• _WHAT IS NEEDED_
Could you write out all the records again with "simplified polygon" swapped for "coarse polygon" everywhere, keeping everything else the same and leaving out the pictures?

»»

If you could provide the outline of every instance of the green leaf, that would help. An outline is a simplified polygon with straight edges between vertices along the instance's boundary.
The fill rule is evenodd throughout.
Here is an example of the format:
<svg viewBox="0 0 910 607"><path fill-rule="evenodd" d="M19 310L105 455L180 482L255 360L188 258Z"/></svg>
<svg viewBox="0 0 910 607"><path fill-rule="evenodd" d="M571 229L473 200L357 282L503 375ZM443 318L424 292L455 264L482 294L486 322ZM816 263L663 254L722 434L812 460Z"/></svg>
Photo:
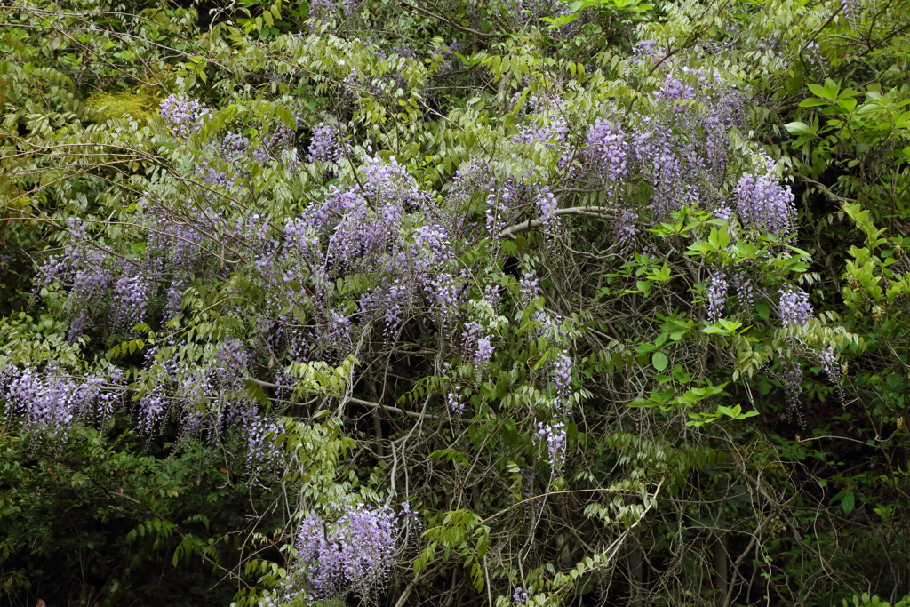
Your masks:
<svg viewBox="0 0 910 607"><path fill-rule="evenodd" d="M816 129L813 128L804 122L791 122L787 124L784 128L786 128L791 135L815 135Z"/></svg>
<svg viewBox="0 0 910 607"><path fill-rule="evenodd" d="M666 369L669 363L670 360L667 359L667 356L663 352L654 352L654 355L651 357L651 364L659 371Z"/></svg>

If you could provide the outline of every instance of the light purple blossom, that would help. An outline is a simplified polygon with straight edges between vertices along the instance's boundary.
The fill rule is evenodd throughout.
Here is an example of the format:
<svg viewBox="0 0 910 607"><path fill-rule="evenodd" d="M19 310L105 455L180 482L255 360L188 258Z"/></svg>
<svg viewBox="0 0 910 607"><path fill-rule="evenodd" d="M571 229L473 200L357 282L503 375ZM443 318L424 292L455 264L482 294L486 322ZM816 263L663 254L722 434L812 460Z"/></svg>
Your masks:
<svg viewBox="0 0 910 607"><path fill-rule="evenodd" d="M787 285L780 294L781 323L784 327L802 327L814 318L808 293Z"/></svg>

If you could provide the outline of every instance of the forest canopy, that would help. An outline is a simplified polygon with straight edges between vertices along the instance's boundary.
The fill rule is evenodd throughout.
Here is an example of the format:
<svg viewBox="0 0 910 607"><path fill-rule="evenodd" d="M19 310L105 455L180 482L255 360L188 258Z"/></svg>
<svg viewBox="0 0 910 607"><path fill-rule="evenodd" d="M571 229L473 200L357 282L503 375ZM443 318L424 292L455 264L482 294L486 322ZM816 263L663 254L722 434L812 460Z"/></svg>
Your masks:
<svg viewBox="0 0 910 607"><path fill-rule="evenodd" d="M4 3L5 602L910 605L908 36Z"/></svg>

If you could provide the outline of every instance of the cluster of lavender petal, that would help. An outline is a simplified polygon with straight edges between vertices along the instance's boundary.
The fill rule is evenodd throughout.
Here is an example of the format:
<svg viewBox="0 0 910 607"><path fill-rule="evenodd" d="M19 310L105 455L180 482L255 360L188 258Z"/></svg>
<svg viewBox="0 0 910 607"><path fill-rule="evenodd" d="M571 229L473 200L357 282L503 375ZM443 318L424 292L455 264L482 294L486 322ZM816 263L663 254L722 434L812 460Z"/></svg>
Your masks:
<svg viewBox="0 0 910 607"><path fill-rule="evenodd" d="M537 434L534 440L537 443L545 443L547 445L547 457L550 460L550 467L553 475L557 475L562 470L563 463L565 463L565 424L556 420L546 424L539 421L537 422Z"/></svg>
<svg viewBox="0 0 910 607"><path fill-rule="evenodd" d="M452 390L449 392L446 396L446 404L449 405L449 410L456 415L464 414L464 396L458 390Z"/></svg>
<svg viewBox="0 0 910 607"><path fill-rule="evenodd" d="M543 223L543 229L547 234L551 234L556 227L556 208L559 201L556 196L546 186L541 186L534 200L537 212Z"/></svg>
<svg viewBox="0 0 910 607"><path fill-rule="evenodd" d="M242 432L256 415L245 391L249 356L243 343L226 338L205 364L182 358L176 349L170 344L146 354L148 384L139 395L139 430L152 434L172 414L184 436L216 442Z"/></svg>
<svg viewBox="0 0 910 607"><path fill-rule="evenodd" d="M798 360L783 360L781 375L784 378L784 391L786 394L787 404L792 410L800 405L803 394L803 367Z"/></svg>
<svg viewBox="0 0 910 607"><path fill-rule="evenodd" d="M620 125L598 118L588 130L587 153L605 185L612 186L625 177L629 143Z"/></svg>
<svg viewBox="0 0 910 607"><path fill-rule="evenodd" d="M405 517L410 509L402 508ZM398 551L400 517L388 505L359 504L331 524L315 513L300 524L297 558L304 592L315 600L365 600L386 583Z"/></svg>
<svg viewBox="0 0 910 607"><path fill-rule="evenodd" d="M723 316L729 285L723 272L716 272L708 284L708 322L717 322Z"/></svg>
<svg viewBox="0 0 910 607"><path fill-rule="evenodd" d="M755 289L749 275L745 272L737 273L733 277L733 285L736 288L736 296L739 298L740 305L744 308L752 308L755 300Z"/></svg>
<svg viewBox="0 0 910 607"><path fill-rule="evenodd" d="M464 327L464 332L461 333L461 343L465 349L472 352L474 373L480 378L493 356L493 346L490 336L486 334L480 323L471 321Z"/></svg>
<svg viewBox="0 0 910 607"><path fill-rule="evenodd" d="M186 137L202 128L209 112L196 99L170 95L161 102L159 113L170 125L174 137Z"/></svg>
<svg viewBox="0 0 910 607"><path fill-rule="evenodd" d="M531 306L534 299L541 295L541 285L532 272L526 272L524 277L519 280L519 288L522 308Z"/></svg>
<svg viewBox="0 0 910 607"><path fill-rule="evenodd" d="M309 142L309 162L327 162L338 160L338 141L336 128L323 122L313 129L313 137Z"/></svg>
<svg viewBox="0 0 910 607"><path fill-rule="evenodd" d="M269 248L260 276L276 310L306 309L315 319L308 356L344 358L355 334L373 325L389 341L411 310L424 306L440 326L450 326L466 277L437 204L394 158L368 157L356 187L335 187L288 220L283 254ZM376 282L353 313L335 288L351 274Z"/></svg>
<svg viewBox="0 0 910 607"><path fill-rule="evenodd" d="M76 381L59 369L8 366L0 373L5 423L13 426L18 420L25 435L62 446L80 424L103 424L113 416L118 397L106 385L120 377L116 372L110 380L91 375Z"/></svg>
<svg viewBox="0 0 910 607"><path fill-rule="evenodd" d="M787 285L780 290L781 324L784 327L802 327L814 318L809 304L809 294Z"/></svg>
<svg viewBox="0 0 910 607"><path fill-rule="evenodd" d="M836 385L840 385L842 374L841 367L837 364L837 357L834 355L834 349L831 346L818 352L818 364L828 376L828 379Z"/></svg>
<svg viewBox="0 0 910 607"><path fill-rule="evenodd" d="M550 376L556 387L557 408L568 412L571 397L571 359L565 352L560 352L550 361Z"/></svg>
<svg viewBox="0 0 910 607"><path fill-rule="evenodd" d="M736 186L736 210L747 230L786 237L793 233L794 195L774 175L771 161L763 174L743 173Z"/></svg>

««

• _SOLVED EXERCISE_
If you could provide the outline of every instance of the green leaf, that would help. An outline is a coarse polygon with straight edges between vertices along the instance's boundary.
The fill rule is evenodd throughout.
Here is an example of the format:
<svg viewBox="0 0 910 607"><path fill-rule="evenodd" d="M19 310L105 455L180 482L255 360L188 258Z"/></svg>
<svg viewBox="0 0 910 607"><path fill-rule="evenodd" d="M571 229L473 200L357 282L503 375ZM443 318L424 292L455 264L482 294L486 322ZM816 263L663 254L722 434L812 460Z"/></svg>
Photo:
Your masks:
<svg viewBox="0 0 910 607"><path fill-rule="evenodd" d="M816 129L813 128L804 122L791 122L787 124L784 128L786 128L791 135L815 135Z"/></svg>
<svg viewBox="0 0 910 607"><path fill-rule="evenodd" d="M666 369L669 363L670 360L667 359L667 356L663 352L654 352L654 355L651 357L651 364L659 371Z"/></svg>

If you could provide the outline of every instance of the light purple blossom, that would help. An outline is a coarse polygon with straight edges between vertices along the instance's boundary.
The fill rule is evenodd throughout.
Here is an example of the format:
<svg viewBox="0 0 910 607"><path fill-rule="evenodd" d="M19 310L105 455L180 482L255 360L188 258Z"/></svg>
<svg viewBox="0 0 910 607"><path fill-rule="evenodd" d="M571 229L473 200L357 282L503 375ZM443 318L424 292L455 264L482 294L486 322ZM816 263L663 254L722 434L812 460Z"/></svg>
Your masks:
<svg viewBox="0 0 910 607"><path fill-rule="evenodd" d="M787 285L780 294L781 323L784 327L802 327L814 318L808 293Z"/></svg>

If you could provide the outline of every instance of the forest canopy, that would help. An outline is a coarse polygon with straight edges between vertices along the instance's boundary.
The fill rule is evenodd throughout.
Here is an example of the format:
<svg viewBox="0 0 910 607"><path fill-rule="evenodd" d="M19 310L105 455L180 482L255 360L188 258Z"/></svg>
<svg viewBox="0 0 910 607"><path fill-rule="evenodd" d="M571 229L473 200L357 282L503 375ZM443 318L424 292L455 264L482 294L486 322ZM816 263L663 254L722 434L812 460Z"/></svg>
Your masks:
<svg viewBox="0 0 910 607"><path fill-rule="evenodd" d="M4 3L5 602L910 605L908 36Z"/></svg>

If you could provide the outline of every instance of the cluster of lavender petal, that would help. An outline is a coarse polygon with straight edges between vertices along the instance's boundary.
The fill rule is evenodd throughout.
Here is an example of the format:
<svg viewBox="0 0 910 607"><path fill-rule="evenodd" d="M19 310L105 455L180 482L255 360L188 258Z"/></svg>
<svg viewBox="0 0 910 607"><path fill-rule="evenodd" d="M571 229L473 200L357 282L503 375ZM443 318L424 292L455 264L482 294L486 322ZM816 263L663 254L722 434L812 460Z"/></svg>
Your masks:
<svg viewBox="0 0 910 607"><path fill-rule="evenodd" d="M537 434L534 440L537 443L545 443L547 445L547 457L550 460L550 467L553 475L557 475L562 470L563 463L565 463L565 424L556 420L546 424L539 421L537 422Z"/></svg>
<svg viewBox="0 0 910 607"><path fill-rule="evenodd" d="M452 390L449 392L446 396L446 404L449 405L449 410L456 415L464 414L464 396L458 390Z"/></svg>
<svg viewBox="0 0 910 607"><path fill-rule="evenodd" d="M543 223L543 229L547 234L551 234L556 227L556 208L559 201L556 196L546 186L541 186L534 200L537 212Z"/></svg>
<svg viewBox="0 0 910 607"><path fill-rule="evenodd" d="M242 432L256 415L245 391L249 356L243 343L226 338L205 364L182 358L176 349L170 344L146 354L148 384L139 395L139 430L152 434L172 414L184 436L216 442Z"/></svg>
<svg viewBox="0 0 910 607"><path fill-rule="evenodd" d="M798 360L783 360L781 375L784 378L784 391L786 394L787 404L792 410L800 405L803 394L803 367Z"/></svg>
<svg viewBox="0 0 910 607"><path fill-rule="evenodd" d="M620 125L598 118L588 130L587 153L605 185L612 186L625 177L629 143Z"/></svg>
<svg viewBox="0 0 910 607"><path fill-rule="evenodd" d="M405 517L410 509L402 508ZM398 551L400 517L388 505L359 504L331 524L315 513L300 524L297 558L304 592L315 600L365 600L386 583Z"/></svg>
<svg viewBox="0 0 910 607"><path fill-rule="evenodd" d="M723 316L729 285L723 272L716 272L708 284L708 322L717 322Z"/></svg>
<svg viewBox="0 0 910 607"><path fill-rule="evenodd" d="M755 289L749 275L745 272L737 273L733 277L733 285L736 288L736 296L739 298L740 305L744 308L752 308L755 300Z"/></svg>
<svg viewBox="0 0 910 607"><path fill-rule="evenodd" d="M464 327L464 332L461 333L461 343L465 349L472 352L474 373L480 378L493 356L493 346L490 336L486 334L480 323L471 321Z"/></svg>
<svg viewBox="0 0 910 607"><path fill-rule="evenodd" d="M186 137L202 128L209 112L196 99L170 95L161 102L159 113L170 125L174 137Z"/></svg>
<svg viewBox="0 0 910 607"><path fill-rule="evenodd" d="M531 306L534 299L541 295L541 285L532 272L526 272L524 277L519 280L519 288L522 308Z"/></svg>
<svg viewBox="0 0 910 607"><path fill-rule="evenodd" d="M309 142L309 162L327 162L338 160L338 141L336 128L323 122L313 129L313 137Z"/></svg>
<svg viewBox="0 0 910 607"><path fill-rule="evenodd" d="M269 248L260 276L276 310L306 309L315 319L308 356L344 358L355 334L373 325L389 341L411 310L424 306L440 326L450 326L466 277L437 204L394 158L368 157L356 187L335 187L288 220L283 254ZM376 282L353 313L335 288L351 274Z"/></svg>
<svg viewBox="0 0 910 607"><path fill-rule="evenodd" d="M76 381L59 369L8 366L0 373L5 423L13 426L18 420L25 435L62 446L80 424L103 424L113 416L118 397L106 385L120 377L116 372L110 380L91 375Z"/></svg>
<svg viewBox="0 0 910 607"><path fill-rule="evenodd" d="M787 285L780 290L781 324L784 327L802 327L814 318L809 304L809 294Z"/></svg>
<svg viewBox="0 0 910 607"><path fill-rule="evenodd" d="M836 385L840 385L842 374L841 367L837 364L837 357L834 355L834 349L831 346L818 352L818 364L828 376L828 379Z"/></svg>
<svg viewBox="0 0 910 607"><path fill-rule="evenodd" d="M550 376L556 387L557 408L568 412L571 397L571 359L565 352L560 352L550 361Z"/></svg>
<svg viewBox="0 0 910 607"><path fill-rule="evenodd" d="M736 186L736 210L747 230L786 237L793 233L794 195L774 175L771 161L763 174L743 173Z"/></svg>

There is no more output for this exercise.